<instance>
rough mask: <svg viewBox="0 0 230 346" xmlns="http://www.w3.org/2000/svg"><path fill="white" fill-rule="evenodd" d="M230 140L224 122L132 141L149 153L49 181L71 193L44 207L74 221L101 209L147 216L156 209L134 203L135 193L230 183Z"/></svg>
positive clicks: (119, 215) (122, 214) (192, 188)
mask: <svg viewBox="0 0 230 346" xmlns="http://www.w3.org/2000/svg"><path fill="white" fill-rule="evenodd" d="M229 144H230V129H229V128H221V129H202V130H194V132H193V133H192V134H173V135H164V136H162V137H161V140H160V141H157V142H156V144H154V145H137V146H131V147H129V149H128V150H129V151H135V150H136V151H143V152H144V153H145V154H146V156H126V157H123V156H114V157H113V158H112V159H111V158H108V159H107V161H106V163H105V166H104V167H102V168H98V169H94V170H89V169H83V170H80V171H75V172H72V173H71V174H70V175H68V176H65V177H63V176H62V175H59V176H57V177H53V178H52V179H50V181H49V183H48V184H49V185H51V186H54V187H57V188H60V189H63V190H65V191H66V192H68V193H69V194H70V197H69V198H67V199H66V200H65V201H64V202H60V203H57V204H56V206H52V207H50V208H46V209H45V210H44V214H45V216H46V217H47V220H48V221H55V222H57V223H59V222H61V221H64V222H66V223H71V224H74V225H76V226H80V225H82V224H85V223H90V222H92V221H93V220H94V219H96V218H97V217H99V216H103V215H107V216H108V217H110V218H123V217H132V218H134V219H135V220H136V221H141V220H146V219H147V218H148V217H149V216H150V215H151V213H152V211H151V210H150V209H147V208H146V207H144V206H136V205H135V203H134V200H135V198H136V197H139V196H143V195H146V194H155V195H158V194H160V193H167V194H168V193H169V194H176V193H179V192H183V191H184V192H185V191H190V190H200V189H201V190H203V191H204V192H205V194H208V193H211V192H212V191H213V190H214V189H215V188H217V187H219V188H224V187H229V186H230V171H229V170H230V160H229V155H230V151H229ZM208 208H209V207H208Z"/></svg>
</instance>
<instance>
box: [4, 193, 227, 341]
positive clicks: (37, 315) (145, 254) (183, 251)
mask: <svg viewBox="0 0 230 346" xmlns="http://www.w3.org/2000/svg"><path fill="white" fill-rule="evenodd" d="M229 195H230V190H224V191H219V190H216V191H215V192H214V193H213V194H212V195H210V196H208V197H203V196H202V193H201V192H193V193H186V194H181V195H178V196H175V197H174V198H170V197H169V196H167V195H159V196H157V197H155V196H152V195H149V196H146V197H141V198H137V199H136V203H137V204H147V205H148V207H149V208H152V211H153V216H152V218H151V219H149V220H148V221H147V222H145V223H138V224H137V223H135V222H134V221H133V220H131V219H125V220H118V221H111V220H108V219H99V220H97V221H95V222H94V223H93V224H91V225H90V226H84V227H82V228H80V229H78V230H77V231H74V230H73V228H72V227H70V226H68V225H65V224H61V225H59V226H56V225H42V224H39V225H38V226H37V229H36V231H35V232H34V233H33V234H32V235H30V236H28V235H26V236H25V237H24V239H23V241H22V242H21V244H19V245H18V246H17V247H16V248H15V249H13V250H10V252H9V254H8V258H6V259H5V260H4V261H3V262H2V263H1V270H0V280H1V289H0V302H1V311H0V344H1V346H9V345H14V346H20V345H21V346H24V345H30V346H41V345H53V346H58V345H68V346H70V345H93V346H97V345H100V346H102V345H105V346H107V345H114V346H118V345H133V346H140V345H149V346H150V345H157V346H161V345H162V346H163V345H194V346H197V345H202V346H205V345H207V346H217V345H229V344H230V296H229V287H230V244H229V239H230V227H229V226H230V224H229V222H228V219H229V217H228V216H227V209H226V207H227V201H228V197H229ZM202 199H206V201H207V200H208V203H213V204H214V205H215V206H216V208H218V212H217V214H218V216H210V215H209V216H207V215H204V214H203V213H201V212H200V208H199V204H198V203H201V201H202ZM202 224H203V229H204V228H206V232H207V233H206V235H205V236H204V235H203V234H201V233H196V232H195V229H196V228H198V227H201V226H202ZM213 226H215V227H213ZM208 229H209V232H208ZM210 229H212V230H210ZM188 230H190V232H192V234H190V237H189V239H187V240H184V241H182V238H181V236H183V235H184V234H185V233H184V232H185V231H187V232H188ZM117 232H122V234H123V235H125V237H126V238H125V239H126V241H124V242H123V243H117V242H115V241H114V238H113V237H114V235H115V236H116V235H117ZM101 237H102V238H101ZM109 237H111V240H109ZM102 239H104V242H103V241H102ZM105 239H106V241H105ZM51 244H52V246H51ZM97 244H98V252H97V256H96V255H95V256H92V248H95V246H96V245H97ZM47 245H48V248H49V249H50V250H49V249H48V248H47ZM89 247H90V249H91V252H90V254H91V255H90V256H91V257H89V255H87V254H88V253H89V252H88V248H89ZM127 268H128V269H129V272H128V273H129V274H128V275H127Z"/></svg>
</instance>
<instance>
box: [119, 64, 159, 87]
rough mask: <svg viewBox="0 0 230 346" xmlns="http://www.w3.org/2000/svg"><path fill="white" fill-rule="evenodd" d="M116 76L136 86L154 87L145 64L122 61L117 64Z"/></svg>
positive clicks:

__Work task__
What the task asks for is a word-for-word repeat of the lines above, from the first through the one containing "140L224 122L132 141L149".

__Answer to the problem__
<instance>
rough mask: <svg viewBox="0 0 230 346" xmlns="http://www.w3.org/2000/svg"><path fill="white" fill-rule="evenodd" d="M230 140L224 122L132 141L149 153L49 181L71 193L44 207L74 221L101 209L147 216L156 209L134 203L135 193L230 183Z"/></svg>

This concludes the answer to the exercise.